- EXERCISE PASSAGE -
================

= Appoggiatura =

Musical ornament

An appoggiatura (/əˌpɒdʒəˈtjʊərə/ ə-POJ-ə-TURE-ə, /it/; Vorschlag or Vorhalt; port de voix) is a musical ornament that consists of an added non-chord note in a melody that is resolved to the regular note of the chord. By putting the non-chord tone on a strong beat, (typically the first or third beats of the measure, in 4/4 time) this accents the appoggiatura note, which also delays the appearance of the principal, expected chord note. The added non-chord note, or auxiliary note, is typically one degree higher or lower than the principal note, and may be chromatically altered. An appoggiatura may be added to a melody in a vocal song or in an instrumental work.

The term comes from the Italian verb appoggiare, "to lean upon". The appoggiatura is often used to express emotional "yearning". It is also called a long appoggiatura to distinguish it from the short appoggiatura, the acciaccatura. An ascending appoggiatura was previously known as a forefall, while a descending appoggiatura was known as a backfall.

================

- INFORMATION SUPPLIED -
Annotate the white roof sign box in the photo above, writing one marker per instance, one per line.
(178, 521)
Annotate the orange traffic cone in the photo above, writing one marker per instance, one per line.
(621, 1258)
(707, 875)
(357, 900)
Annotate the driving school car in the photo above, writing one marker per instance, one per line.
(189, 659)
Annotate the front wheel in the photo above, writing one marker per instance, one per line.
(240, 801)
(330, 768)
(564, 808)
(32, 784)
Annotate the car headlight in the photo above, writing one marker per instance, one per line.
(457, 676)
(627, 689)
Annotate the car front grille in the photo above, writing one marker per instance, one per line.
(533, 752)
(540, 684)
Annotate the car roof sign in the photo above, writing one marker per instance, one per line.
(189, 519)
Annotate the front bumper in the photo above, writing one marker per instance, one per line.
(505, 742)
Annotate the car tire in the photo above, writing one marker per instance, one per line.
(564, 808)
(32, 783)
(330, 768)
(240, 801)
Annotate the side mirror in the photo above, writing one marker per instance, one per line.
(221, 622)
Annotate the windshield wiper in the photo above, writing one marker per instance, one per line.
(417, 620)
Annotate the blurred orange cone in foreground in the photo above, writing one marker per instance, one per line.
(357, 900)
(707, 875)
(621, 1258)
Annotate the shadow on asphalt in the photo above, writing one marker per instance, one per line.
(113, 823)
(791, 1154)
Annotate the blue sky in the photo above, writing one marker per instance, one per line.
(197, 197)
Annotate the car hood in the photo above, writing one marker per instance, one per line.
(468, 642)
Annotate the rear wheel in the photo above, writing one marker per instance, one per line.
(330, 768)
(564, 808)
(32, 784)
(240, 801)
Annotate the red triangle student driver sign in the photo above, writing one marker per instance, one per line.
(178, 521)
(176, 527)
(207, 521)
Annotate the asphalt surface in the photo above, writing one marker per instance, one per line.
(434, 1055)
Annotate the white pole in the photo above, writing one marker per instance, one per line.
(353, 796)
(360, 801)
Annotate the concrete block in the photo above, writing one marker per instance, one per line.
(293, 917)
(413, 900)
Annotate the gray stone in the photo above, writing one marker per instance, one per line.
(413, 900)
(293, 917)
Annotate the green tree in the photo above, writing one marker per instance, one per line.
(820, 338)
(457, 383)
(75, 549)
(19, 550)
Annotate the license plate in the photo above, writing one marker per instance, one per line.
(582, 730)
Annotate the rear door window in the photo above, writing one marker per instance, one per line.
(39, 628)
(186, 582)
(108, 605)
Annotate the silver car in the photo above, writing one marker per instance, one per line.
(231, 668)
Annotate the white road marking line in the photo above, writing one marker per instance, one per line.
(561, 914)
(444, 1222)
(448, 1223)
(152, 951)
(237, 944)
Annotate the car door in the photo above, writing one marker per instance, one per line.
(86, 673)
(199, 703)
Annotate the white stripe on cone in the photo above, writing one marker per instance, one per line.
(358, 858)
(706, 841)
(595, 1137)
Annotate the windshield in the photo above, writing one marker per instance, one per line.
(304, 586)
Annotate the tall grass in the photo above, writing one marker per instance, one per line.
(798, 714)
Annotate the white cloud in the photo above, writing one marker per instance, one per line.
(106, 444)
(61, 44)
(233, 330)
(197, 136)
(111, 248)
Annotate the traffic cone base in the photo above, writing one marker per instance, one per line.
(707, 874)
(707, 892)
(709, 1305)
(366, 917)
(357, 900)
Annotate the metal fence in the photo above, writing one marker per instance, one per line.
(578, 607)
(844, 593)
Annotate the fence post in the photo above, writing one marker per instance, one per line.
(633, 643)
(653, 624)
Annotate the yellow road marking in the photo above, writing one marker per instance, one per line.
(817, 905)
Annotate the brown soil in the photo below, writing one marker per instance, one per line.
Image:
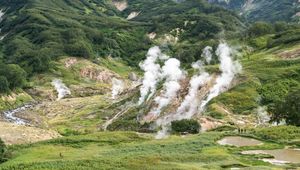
(290, 54)
(15, 134)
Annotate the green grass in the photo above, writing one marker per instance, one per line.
(128, 150)
(266, 78)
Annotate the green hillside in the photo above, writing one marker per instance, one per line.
(71, 78)
(264, 10)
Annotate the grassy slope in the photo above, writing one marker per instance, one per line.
(265, 10)
(262, 69)
(128, 150)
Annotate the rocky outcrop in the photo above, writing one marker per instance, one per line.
(103, 76)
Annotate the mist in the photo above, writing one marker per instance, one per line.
(229, 69)
(61, 89)
(152, 73)
(172, 74)
(117, 88)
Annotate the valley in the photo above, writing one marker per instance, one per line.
(137, 84)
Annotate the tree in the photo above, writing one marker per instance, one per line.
(4, 85)
(289, 109)
(260, 28)
(185, 125)
(3, 152)
(280, 26)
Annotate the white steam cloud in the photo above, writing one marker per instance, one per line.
(152, 73)
(192, 103)
(207, 54)
(173, 74)
(117, 88)
(229, 69)
(61, 89)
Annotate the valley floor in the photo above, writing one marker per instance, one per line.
(131, 150)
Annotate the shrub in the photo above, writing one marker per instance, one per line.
(289, 109)
(3, 152)
(4, 86)
(185, 125)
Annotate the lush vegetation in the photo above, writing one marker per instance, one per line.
(288, 109)
(38, 32)
(185, 126)
(3, 152)
(264, 10)
(128, 150)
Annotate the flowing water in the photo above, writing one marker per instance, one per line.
(11, 115)
(239, 141)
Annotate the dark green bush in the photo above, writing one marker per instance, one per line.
(3, 152)
(185, 125)
(289, 109)
(4, 86)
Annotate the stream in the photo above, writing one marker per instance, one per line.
(280, 156)
(11, 115)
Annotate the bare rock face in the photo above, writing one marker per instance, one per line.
(103, 76)
(133, 77)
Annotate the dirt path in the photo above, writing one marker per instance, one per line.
(11, 134)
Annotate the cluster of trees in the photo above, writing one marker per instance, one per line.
(263, 28)
(288, 109)
(4, 154)
(11, 77)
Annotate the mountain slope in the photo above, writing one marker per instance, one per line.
(264, 10)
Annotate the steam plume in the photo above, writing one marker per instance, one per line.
(173, 74)
(229, 69)
(117, 87)
(61, 89)
(190, 104)
(207, 54)
(152, 72)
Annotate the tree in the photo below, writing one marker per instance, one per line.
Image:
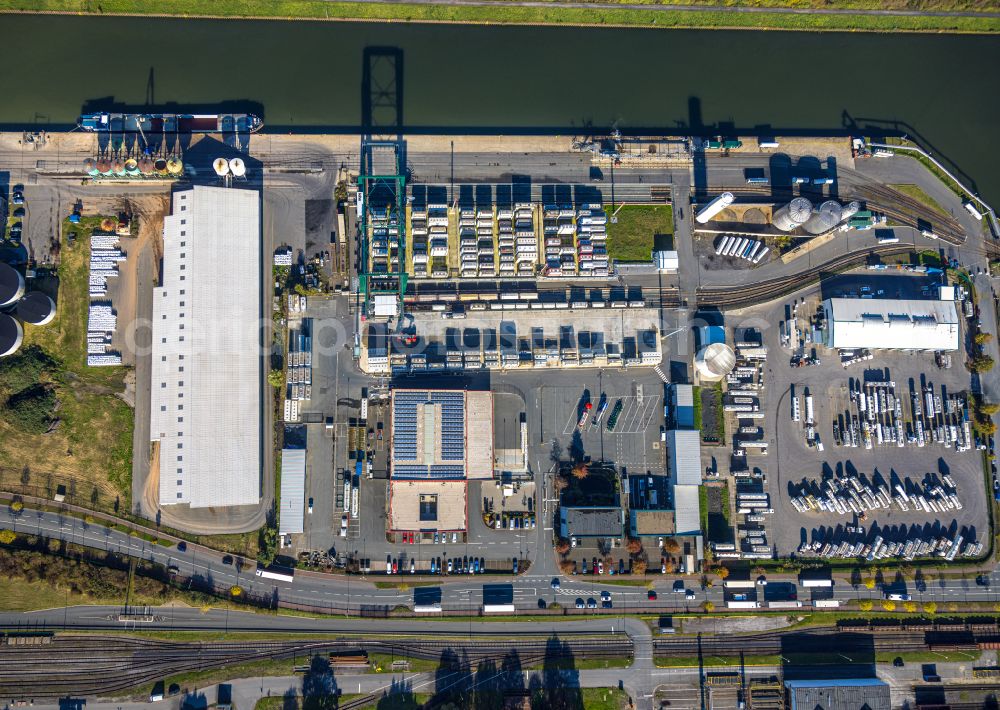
(276, 378)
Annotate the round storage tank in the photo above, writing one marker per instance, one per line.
(11, 284)
(825, 218)
(715, 361)
(11, 335)
(36, 308)
(792, 215)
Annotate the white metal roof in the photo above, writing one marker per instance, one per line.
(684, 452)
(884, 323)
(687, 511)
(293, 491)
(206, 362)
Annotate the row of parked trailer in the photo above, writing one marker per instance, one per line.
(742, 248)
(908, 549)
(850, 495)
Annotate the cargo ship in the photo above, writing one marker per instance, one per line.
(158, 123)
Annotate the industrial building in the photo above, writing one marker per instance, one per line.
(891, 324)
(205, 418)
(439, 440)
(581, 521)
(848, 694)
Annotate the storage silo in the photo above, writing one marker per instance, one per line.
(237, 167)
(11, 335)
(715, 361)
(36, 308)
(11, 284)
(792, 215)
(849, 210)
(825, 218)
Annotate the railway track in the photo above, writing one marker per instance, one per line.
(94, 665)
(768, 290)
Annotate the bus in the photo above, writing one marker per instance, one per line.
(276, 573)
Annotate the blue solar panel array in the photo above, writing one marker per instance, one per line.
(452, 434)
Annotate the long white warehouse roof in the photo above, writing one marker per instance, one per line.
(885, 323)
(207, 353)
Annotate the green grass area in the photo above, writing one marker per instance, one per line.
(90, 450)
(918, 194)
(633, 237)
(553, 13)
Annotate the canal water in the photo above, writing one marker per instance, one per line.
(942, 89)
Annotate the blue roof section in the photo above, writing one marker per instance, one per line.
(451, 436)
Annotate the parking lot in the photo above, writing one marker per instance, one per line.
(792, 464)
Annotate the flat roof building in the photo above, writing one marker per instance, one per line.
(206, 377)
(890, 324)
(850, 694)
(591, 521)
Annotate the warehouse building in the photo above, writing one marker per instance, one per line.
(439, 440)
(890, 324)
(206, 379)
(850, 694)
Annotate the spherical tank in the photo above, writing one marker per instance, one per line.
(715, 361)
(792, 215)
(11, 284)
(825, 218)
(36, 308)
(175, 166)
(11, 334)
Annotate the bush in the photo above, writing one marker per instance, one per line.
(31, 410)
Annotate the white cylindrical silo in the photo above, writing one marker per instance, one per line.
(11, 284)
(792, 215)
(714, 207)
(825, 218)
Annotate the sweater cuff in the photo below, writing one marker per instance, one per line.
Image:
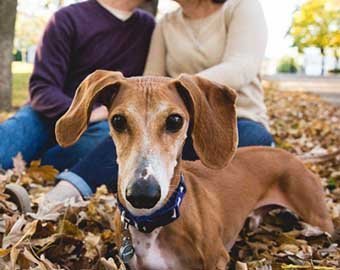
(78, 182)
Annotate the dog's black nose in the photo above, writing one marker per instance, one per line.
(143, 193)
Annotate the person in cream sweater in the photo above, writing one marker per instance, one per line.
(223, 41)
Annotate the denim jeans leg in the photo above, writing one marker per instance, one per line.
(65, 158)
(27, 132)
(97, 168)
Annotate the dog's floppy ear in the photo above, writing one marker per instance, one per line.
(213, 119)
(74, 122)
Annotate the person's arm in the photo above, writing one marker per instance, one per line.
(245, 47)
(51, 66)
(155, 64)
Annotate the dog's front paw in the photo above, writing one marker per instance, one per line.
(223, 261)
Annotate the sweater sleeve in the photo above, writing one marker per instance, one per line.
(245, 47)
(155, 64)
(51, 66)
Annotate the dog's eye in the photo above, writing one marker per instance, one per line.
(119, 123)
(174, 123)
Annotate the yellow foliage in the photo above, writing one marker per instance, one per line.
(316, 23)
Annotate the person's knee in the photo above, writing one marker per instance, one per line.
(26, 132)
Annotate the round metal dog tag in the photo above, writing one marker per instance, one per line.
(127, 251)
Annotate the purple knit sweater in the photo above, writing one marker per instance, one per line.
(78, 40)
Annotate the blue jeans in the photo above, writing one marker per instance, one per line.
(100, 167)
(32, 134)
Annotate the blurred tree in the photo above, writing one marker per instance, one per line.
(316, 24)
(287, 65)
(8, 10)
(28, 30)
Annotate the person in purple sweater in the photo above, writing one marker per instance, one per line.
(79, 39)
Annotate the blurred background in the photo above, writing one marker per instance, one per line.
(303, 49)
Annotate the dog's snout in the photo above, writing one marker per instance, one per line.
(143, 193)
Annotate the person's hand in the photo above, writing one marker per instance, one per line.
(54, 200)
(99, 114)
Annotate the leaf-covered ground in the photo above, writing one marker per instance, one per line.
(80, 235)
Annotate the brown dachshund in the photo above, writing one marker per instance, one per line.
(150, 118)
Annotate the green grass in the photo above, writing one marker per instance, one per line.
(21, 73)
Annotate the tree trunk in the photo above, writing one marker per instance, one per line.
(8, 10)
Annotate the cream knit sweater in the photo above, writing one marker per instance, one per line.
(227, 47)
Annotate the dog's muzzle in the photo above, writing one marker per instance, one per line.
(143, 193)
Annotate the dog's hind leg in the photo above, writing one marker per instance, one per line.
(304, 194)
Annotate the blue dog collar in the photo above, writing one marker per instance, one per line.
(167, 214)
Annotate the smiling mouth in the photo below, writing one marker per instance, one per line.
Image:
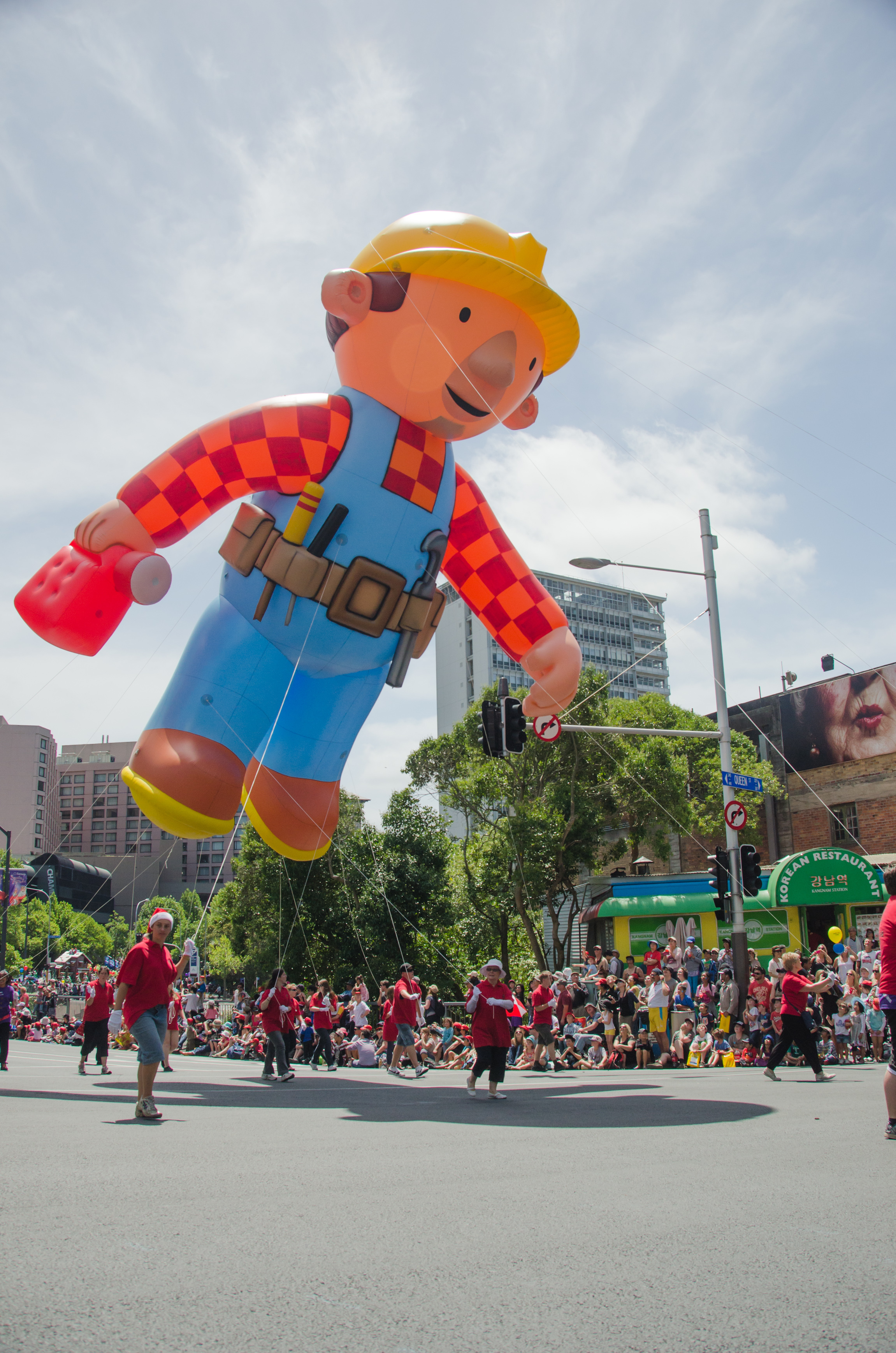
(467, 409)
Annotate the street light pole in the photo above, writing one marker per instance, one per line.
(6, 902)
(740, 930)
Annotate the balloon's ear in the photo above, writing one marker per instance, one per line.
(347, 294)
(524, 416)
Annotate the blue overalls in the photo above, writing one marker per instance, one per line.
(295, 697)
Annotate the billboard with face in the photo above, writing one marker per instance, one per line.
(841, 720)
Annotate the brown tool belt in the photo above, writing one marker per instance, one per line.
(365, 596)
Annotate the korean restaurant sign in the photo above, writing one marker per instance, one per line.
(822, 877)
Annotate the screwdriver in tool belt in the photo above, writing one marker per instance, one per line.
(294, 533)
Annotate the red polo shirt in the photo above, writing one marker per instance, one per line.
(148, 972)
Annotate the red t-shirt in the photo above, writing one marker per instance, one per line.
(887, 934)
(148, 971)
(102, 1005)
(320, 1014)
(541, 996)
(274, 1017)
(794, 999)
(404, 1007)
(390, 1028)
(490, 1023)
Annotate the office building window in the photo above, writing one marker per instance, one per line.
(845, 825)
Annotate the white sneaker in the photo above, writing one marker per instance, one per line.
(147, 1108)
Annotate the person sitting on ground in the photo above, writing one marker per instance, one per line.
(738, 1041)
(362, 1050)
(683, 1041)
(596, 1056)
(827, 1049)
(643, 1049)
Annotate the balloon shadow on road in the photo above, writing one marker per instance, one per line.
(581, 1106)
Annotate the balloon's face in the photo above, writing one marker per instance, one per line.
(453, 359)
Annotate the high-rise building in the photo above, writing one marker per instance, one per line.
(620, 632)
(29, 801)
(101, 819)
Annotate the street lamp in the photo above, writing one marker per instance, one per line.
(710, 543)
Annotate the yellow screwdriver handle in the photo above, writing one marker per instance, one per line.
(302, 515)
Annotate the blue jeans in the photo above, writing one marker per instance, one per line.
(149, 1031)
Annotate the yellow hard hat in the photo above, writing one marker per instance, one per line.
(450, 244)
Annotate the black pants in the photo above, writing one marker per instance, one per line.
(795, 1031)
(95, 1037)
(492, 1060)
(275, 1049)
(324, 1046)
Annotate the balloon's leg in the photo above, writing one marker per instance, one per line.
(292, 786)
(187, 768)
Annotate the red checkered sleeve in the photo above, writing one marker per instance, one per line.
(493, 578)
(281, 444)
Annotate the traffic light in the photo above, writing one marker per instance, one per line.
(750, 871)
(512, 724)
(490, 738)
(722, 885)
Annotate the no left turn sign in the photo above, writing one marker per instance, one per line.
(735, 815)
(547, 727)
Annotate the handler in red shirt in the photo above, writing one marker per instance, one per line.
(95, 1022)
(406, 1015)
(321, 1007)
(795, 988)
(142, 994)
(489, 1005)
(887, 987)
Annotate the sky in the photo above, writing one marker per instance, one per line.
(715, 190)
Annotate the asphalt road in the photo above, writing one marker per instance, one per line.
(708, 1211)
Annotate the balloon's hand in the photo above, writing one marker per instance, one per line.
(113, 524)
(555, 662)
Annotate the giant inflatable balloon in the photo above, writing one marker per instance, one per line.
(443, 328)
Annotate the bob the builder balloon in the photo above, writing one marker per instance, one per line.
(443, 328)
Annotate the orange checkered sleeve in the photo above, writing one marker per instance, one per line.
(492, 577)
(281, 444)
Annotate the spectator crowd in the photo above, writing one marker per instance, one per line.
(676, 1008)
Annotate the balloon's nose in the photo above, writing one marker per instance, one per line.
(494, 361)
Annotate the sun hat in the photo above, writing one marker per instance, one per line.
(463, 248)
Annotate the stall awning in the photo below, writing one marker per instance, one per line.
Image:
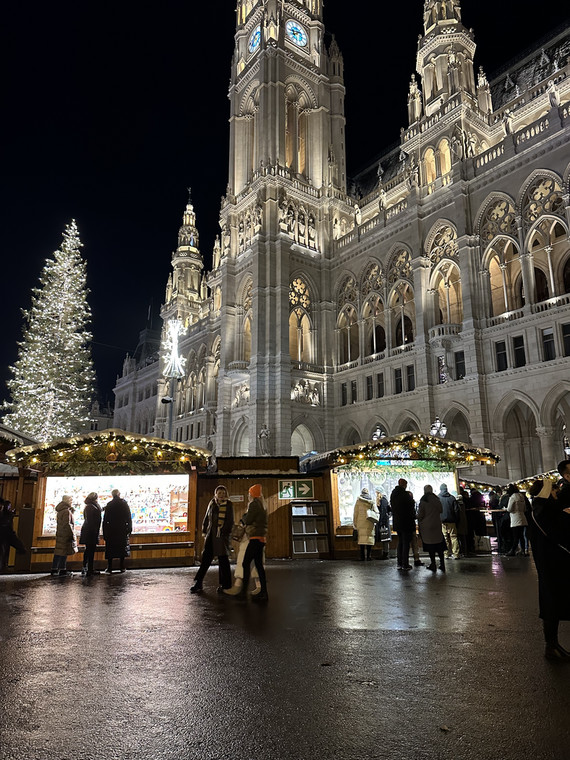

================

- STUDY QUESTIONS -
(1) Answer these from the text on the appoggiatura:
(a) From which Italian verb does the term come?
(b) What was an ascending appoggiatura once called?
(c) In 4/4 time, on which beats is the non-chord tone typically placed?
(2) Copy the text on the appoggiatura word for word. Begin at the words "An appoggiatura (/əˌpɒdʒəˈtjʊərə/" and stop after "an instrumental work.".
The records have nothing to do with this exercise.

- OUTPUTS FOR THE TASKS -
(1)
(a) Appoggiare, "to lean upon."
(b) A forefall.
(c) The first or third beats of the measure.

(2)
An appoggiatura (/əˌpɒdʒəˈtjʊərə/ ə-POJ-ə-TURE-ə, /it/; Vorschlag or Vorhalt; port de voix) is a musical ornament that consists of an added non-chord note in a melody that is resolved to the regular note of the chord. By putting the non-chord tone on a strong beat, (typically the first or third beats of the measure, in 4/4 time) this accents the appoggiatura note, which also delays the appearance of the principal, expected chord note. The added non-chord note, or auxiliary note, is typically one degree higher or lower than the principal note, and may be chromatically altered. An appoggiatura may be added to a melody in a vocal song or in an instrumental work.